>>>

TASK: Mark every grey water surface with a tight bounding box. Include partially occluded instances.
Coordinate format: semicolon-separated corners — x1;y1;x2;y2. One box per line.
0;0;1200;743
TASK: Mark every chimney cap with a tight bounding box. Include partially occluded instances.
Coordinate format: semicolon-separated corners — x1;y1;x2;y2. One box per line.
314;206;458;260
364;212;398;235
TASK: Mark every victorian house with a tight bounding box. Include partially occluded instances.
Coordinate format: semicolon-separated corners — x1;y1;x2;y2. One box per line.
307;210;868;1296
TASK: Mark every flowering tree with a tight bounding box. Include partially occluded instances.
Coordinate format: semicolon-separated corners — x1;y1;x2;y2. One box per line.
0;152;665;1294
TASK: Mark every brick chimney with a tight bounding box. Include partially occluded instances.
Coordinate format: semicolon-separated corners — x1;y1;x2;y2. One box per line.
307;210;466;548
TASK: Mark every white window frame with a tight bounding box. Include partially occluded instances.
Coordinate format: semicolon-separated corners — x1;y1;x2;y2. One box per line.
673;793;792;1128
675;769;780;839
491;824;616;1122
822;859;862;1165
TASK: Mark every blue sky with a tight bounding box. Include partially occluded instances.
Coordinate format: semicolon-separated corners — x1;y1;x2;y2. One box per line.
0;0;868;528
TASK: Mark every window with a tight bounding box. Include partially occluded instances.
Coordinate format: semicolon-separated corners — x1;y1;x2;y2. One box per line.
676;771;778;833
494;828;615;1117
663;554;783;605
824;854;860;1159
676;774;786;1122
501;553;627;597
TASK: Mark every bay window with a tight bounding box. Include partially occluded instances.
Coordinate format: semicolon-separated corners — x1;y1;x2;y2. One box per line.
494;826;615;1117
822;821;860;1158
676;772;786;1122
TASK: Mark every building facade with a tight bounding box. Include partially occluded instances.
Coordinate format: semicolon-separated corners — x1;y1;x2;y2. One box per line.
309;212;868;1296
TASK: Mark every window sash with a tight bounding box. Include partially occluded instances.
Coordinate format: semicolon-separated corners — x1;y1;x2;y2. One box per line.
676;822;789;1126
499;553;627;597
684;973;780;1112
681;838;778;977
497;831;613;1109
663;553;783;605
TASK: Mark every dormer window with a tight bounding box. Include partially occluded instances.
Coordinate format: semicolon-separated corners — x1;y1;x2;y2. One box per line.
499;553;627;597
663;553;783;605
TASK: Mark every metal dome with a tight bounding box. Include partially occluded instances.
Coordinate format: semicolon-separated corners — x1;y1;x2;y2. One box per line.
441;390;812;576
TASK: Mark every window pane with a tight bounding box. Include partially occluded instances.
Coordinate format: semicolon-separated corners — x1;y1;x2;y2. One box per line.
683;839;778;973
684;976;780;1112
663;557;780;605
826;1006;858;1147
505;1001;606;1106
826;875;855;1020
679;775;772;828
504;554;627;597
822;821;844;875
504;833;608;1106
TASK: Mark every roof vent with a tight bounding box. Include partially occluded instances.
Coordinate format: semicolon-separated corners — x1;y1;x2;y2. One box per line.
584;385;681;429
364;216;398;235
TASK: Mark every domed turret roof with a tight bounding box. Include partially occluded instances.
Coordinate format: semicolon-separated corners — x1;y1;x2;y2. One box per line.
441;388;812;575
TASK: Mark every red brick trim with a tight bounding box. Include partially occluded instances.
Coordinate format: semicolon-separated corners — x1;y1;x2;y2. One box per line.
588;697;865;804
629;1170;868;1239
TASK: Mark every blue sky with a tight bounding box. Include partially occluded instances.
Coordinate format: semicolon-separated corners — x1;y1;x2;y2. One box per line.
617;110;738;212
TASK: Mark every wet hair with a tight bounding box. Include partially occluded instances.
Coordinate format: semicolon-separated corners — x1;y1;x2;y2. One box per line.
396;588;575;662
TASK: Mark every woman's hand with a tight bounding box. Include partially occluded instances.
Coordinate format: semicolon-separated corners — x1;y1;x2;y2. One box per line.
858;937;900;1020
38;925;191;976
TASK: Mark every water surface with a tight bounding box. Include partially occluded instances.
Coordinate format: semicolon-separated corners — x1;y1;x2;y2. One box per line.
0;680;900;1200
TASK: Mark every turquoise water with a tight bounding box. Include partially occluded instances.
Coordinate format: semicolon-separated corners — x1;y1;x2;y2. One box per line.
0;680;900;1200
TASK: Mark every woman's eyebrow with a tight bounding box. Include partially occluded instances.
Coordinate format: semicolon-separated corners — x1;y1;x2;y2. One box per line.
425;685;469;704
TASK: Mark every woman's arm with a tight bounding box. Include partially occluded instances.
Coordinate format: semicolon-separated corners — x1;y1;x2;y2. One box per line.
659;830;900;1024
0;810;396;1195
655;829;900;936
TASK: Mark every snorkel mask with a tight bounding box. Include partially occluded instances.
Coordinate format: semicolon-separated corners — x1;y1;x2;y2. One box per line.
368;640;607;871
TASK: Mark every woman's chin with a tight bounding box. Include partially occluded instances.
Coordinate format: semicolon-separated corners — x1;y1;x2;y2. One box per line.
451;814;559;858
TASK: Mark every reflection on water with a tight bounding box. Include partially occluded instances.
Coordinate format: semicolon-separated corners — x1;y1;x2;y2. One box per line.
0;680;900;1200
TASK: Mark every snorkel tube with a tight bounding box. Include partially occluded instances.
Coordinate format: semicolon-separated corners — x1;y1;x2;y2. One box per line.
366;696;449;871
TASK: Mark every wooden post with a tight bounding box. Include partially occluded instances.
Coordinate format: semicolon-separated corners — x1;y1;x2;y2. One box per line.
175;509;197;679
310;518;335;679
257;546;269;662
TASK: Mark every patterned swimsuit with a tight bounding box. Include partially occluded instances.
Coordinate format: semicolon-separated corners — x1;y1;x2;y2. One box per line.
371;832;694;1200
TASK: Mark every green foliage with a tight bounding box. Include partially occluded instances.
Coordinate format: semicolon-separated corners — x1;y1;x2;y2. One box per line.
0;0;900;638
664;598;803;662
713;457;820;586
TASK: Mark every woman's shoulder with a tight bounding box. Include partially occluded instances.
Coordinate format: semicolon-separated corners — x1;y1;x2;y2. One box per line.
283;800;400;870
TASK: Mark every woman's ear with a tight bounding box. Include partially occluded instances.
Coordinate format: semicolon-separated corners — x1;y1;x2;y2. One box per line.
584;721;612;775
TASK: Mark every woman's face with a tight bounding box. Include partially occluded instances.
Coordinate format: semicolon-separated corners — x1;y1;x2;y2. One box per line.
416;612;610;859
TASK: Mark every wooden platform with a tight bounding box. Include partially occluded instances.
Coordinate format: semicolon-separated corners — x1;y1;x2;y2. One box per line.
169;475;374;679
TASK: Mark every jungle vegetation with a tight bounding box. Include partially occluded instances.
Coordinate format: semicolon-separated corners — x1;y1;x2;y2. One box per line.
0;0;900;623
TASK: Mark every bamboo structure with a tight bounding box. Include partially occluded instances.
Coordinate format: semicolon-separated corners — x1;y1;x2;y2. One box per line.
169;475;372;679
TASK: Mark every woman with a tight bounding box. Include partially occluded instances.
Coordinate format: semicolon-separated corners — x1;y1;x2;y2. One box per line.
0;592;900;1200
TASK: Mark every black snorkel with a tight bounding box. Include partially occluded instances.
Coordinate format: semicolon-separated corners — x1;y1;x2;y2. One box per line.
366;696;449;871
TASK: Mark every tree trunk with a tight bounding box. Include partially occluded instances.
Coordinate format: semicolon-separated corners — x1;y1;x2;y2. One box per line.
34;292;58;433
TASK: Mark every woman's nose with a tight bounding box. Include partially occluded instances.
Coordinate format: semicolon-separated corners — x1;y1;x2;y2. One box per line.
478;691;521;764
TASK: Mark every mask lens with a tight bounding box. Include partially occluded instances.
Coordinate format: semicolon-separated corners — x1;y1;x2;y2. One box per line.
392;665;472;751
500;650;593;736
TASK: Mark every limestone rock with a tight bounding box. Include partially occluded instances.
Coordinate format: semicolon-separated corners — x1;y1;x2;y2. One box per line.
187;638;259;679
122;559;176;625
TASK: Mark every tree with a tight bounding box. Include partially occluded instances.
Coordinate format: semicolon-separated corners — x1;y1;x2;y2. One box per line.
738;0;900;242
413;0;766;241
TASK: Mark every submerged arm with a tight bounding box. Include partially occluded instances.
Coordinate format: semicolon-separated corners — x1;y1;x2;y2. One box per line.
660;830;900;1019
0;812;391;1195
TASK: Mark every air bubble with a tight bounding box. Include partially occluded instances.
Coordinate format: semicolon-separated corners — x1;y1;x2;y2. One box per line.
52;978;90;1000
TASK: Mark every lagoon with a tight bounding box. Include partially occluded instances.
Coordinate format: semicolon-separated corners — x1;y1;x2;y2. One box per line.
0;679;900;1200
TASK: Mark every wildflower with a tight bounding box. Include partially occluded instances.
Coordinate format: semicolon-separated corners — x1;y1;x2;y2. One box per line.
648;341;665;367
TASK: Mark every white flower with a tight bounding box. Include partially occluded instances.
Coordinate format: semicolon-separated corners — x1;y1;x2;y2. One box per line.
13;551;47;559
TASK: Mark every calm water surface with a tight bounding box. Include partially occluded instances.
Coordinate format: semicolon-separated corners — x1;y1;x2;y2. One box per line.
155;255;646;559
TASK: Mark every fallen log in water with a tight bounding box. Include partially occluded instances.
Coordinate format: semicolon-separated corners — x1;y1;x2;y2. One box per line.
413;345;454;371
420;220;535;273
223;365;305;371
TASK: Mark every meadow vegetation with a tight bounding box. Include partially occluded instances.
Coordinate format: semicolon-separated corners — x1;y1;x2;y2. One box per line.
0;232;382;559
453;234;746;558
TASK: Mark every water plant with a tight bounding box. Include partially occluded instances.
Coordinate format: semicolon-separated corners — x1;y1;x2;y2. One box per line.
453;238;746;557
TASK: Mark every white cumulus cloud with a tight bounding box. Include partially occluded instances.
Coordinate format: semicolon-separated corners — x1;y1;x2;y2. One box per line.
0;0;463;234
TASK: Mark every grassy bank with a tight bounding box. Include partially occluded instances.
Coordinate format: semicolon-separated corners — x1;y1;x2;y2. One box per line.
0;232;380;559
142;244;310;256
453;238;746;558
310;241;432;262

<<<

__Task directions__: Write out everything from the line containing "TASK: Mark every grassy" down to the end of the records again, requests included. Scale each bounding-box coordinate in the answers by 2.55 and round to whole numbers, halves up, leaving the requests unchanged.

__Output below__:
TASK: Mark every grassy bank with a tight bounding box. Include partially occluded instances.
Coordinate format: semicolon-separated corners — x1;y1;x2;y2. One box per line.
0;592;969;1425
362;622;791;653
1155;607;1902;1423
791;615;1102;668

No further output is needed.